Selected excerpt:
----

R/compareSpectriPyRet.R

Defines functions .compare_spectra_reticulate .convert_to_python .setup_conda_env

#' @title Spectra similarity calculations using matchms
#'
#' @name compareSpectriPyRet
#'
#' @description
#'
#' The `compareSpectriPyRet()` function allows to calculate spectral similarity
#' scores using the `calculate_scores module` of the python
#' [matchms.similarity package](https://matchms.readthedocs.io/en/latest/api/matchms.similarity.html)
#' package.
#'
#' Selection and configuration of the algorithm can be performed with one of the
#' parameter objects:
#'
#' - `CosineGreedyParam`: calculate the *cosine similarity score* between
#'   spectra. The score is calculated by finding best possible matches between
#'   peaks of two spectra. Two peaks are considered a potential match if their
#'   m/z ratios lie within the given `tolerance`. The underlying peak assignment
#'   problem is here solved in a *greedy* way. This can perform notably faster,
#'   but does occasionally deviate slightly from a fully correct solution (as
#'   with the `CosineHungarianParam` algorithm). In practice this will rarely
#'   affect similarity scores notably, in particular for smaller tolerances. The
#'   algorithm can be configured with parameters `tolerance`, `mzPower` and
#'   `intensityPower` (see parameter description for more details).
#'
#' - `CosineHungarianParam`: calculate the *cosine similarity score* as with
#'   `CosineGreedyParam`, but using the Hungarian algorithm to find the best
#'   matching peaks between the compared spectra. The algorithm can be
#'   configured with parameters `tolerance`, `mzPower` and `intensityPower`
#'   (see parameter description for more details).
#'
#' - `ModifiedCosineParam`: The modified cosine score aims at quantifying the
#'   similarity between two mass spectra. The score is calculated by finding
#'   best possible matches between peaks of two spectra. Two peaks are
#'   considered a potential match if their m/z ratios lie within the given
#'   `tolerance`, or if their m/z ratios lie within the tolerance once a
#'   mass-shift is applied. The mass shift is simply the difference in
#'   precursor-m/z between the two spectra.
#'
#' - `NeutralLossesCosineParam`: The neutral losses cosine score aims at
#'   quantifying the similarity between two mass spectra. The score is
#'   calculated by finding best possible matches between peaks of two spectra.
#'   Two peaks are considered a potential match if their m/z ratios lie within
#'   the given `tolerance` once a mass-shift is applied. The mass shift is the
#'   difference in precursor-m/z between the two spectra.
#'
#' - `FingerprintSimilarityParam`: Calculate similarity between molecules based 
#'   on their fingerprints. For this similarity measure to work, fingerprints 
#'   are expected to be derived by running *add_fingerprint()*.

----

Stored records

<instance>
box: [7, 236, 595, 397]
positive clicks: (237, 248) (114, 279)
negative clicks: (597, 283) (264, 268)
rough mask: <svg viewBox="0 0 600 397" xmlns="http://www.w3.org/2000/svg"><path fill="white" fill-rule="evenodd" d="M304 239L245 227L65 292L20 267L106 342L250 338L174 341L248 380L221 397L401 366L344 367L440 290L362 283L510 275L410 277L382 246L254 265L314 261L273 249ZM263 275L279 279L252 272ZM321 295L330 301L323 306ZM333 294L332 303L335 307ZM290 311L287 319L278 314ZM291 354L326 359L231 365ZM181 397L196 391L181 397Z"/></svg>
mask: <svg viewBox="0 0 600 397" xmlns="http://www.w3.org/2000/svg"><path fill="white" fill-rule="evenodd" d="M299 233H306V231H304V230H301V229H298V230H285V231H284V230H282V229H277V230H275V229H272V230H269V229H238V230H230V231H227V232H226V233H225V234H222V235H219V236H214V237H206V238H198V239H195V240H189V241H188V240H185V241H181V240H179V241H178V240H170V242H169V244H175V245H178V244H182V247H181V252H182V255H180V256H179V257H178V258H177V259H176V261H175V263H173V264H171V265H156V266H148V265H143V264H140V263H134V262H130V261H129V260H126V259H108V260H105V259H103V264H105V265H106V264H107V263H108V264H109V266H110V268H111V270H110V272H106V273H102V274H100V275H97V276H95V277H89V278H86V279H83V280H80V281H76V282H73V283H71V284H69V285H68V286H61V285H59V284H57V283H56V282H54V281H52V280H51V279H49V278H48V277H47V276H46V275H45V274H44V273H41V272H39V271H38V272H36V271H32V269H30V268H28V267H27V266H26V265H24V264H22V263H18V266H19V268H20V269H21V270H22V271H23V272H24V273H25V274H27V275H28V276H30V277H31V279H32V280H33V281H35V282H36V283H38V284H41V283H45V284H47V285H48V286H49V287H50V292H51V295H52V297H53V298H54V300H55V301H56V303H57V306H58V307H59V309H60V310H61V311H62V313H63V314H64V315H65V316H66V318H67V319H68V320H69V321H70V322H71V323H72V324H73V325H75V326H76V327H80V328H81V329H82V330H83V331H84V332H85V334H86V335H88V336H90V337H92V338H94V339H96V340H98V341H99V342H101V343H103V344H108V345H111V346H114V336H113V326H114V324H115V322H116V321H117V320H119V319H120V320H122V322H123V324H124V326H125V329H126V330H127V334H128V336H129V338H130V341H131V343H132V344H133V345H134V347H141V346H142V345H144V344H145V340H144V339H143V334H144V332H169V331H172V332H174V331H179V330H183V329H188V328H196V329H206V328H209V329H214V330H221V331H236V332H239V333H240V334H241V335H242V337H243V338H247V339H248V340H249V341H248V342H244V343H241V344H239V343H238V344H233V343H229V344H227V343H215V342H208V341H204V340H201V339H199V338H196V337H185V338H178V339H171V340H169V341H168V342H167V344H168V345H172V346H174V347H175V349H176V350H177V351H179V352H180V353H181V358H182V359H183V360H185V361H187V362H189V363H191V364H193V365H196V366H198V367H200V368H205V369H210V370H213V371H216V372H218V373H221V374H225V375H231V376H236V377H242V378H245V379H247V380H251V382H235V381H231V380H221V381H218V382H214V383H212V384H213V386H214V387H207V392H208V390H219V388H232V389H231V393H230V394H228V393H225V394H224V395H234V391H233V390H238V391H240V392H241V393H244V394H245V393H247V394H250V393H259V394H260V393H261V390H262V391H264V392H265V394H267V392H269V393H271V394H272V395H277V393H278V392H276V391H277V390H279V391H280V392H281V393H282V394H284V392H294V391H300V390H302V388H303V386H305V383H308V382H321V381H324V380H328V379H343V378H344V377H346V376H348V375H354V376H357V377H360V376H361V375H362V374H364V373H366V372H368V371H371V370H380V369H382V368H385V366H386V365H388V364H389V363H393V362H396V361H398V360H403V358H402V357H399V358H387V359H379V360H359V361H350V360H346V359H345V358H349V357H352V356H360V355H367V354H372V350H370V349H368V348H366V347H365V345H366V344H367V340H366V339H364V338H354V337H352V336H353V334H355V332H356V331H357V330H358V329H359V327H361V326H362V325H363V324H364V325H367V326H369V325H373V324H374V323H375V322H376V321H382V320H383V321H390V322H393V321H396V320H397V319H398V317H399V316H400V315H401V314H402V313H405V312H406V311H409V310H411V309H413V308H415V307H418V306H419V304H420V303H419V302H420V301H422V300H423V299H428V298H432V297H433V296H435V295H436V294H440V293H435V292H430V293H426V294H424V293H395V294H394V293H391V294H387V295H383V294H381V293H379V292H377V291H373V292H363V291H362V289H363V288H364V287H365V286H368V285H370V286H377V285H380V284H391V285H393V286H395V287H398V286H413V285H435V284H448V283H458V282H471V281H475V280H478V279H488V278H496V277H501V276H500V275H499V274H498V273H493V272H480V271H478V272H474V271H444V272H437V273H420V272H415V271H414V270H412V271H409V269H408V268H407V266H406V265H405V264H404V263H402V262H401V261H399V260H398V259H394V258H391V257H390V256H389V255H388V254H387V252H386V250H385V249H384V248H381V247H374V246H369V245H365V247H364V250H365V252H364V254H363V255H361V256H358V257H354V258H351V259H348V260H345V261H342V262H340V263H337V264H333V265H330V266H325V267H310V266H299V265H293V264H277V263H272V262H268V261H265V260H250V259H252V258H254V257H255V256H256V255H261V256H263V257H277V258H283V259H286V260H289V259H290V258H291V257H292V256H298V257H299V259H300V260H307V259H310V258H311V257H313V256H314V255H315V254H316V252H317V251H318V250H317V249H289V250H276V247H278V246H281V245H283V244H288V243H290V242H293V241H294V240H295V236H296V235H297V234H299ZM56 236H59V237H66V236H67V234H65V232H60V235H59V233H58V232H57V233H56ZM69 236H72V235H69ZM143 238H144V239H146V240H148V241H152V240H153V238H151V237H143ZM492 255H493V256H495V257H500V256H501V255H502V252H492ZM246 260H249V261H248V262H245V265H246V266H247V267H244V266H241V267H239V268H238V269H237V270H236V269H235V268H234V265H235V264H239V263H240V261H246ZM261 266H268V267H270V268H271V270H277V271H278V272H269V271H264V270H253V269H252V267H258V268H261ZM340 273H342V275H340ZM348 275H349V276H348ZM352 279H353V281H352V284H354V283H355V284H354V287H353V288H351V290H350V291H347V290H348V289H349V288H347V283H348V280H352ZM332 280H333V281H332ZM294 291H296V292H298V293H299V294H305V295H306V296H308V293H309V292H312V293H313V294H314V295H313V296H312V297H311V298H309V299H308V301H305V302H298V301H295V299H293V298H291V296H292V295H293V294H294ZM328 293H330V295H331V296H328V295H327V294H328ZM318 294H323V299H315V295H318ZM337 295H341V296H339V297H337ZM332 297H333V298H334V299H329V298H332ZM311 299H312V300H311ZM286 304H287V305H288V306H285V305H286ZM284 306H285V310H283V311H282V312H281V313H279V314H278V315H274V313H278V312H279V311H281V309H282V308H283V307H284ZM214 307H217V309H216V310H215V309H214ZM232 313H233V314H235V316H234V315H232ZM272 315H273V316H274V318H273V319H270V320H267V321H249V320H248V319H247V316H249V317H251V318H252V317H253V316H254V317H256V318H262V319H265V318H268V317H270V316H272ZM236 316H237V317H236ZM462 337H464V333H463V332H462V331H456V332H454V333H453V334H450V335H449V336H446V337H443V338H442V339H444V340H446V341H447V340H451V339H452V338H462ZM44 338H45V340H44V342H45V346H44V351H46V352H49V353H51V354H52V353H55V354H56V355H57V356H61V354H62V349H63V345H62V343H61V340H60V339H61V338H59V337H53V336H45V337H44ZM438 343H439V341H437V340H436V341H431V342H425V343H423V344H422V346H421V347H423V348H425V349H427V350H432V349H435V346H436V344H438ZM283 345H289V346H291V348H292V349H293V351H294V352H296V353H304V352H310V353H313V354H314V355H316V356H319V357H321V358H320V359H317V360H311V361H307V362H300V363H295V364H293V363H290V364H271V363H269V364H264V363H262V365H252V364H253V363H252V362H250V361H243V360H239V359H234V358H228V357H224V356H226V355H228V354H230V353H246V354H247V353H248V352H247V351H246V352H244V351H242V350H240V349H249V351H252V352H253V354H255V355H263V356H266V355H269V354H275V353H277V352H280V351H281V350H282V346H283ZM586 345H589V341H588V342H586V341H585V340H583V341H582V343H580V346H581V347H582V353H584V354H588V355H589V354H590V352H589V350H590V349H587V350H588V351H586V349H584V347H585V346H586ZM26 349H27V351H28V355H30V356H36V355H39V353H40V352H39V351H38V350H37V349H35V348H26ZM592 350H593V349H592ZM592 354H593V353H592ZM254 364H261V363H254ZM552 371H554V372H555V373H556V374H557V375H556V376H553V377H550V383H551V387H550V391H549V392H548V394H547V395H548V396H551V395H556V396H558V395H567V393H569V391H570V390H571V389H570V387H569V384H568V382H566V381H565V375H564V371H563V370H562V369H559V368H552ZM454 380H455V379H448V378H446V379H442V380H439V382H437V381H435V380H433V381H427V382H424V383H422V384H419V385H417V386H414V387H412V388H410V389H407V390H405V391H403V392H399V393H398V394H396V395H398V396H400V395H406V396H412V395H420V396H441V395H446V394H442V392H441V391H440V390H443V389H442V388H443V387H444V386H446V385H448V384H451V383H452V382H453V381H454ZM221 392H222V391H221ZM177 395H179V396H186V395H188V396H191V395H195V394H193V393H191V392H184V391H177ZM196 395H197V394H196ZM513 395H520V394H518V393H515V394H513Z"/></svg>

----

To-do item:
Return the passage of the compareSpectriPyRet documentation between "R/compareSpectriPyRet.R" and "#' package.", inclusive, copied word for word.

Problem solution:
R/compareSpectriPyRet.R

Defines functions .compare_spectra_reticulate .convert_to_python .setup_conda_env

#' @title Spectra similarity calculations using matchms
#'
#' @name compareSpectriPyRet
#'
#' @description
#'
#' The `compareSpectriPyRet()` function allows to calculate spectral similarity
#' scores using the `calculate_scores module` of the python
#' [matchms.similarity package](https://matchms.readthedocs.io/en/latest/api/matchms.similarity.html)
#' package.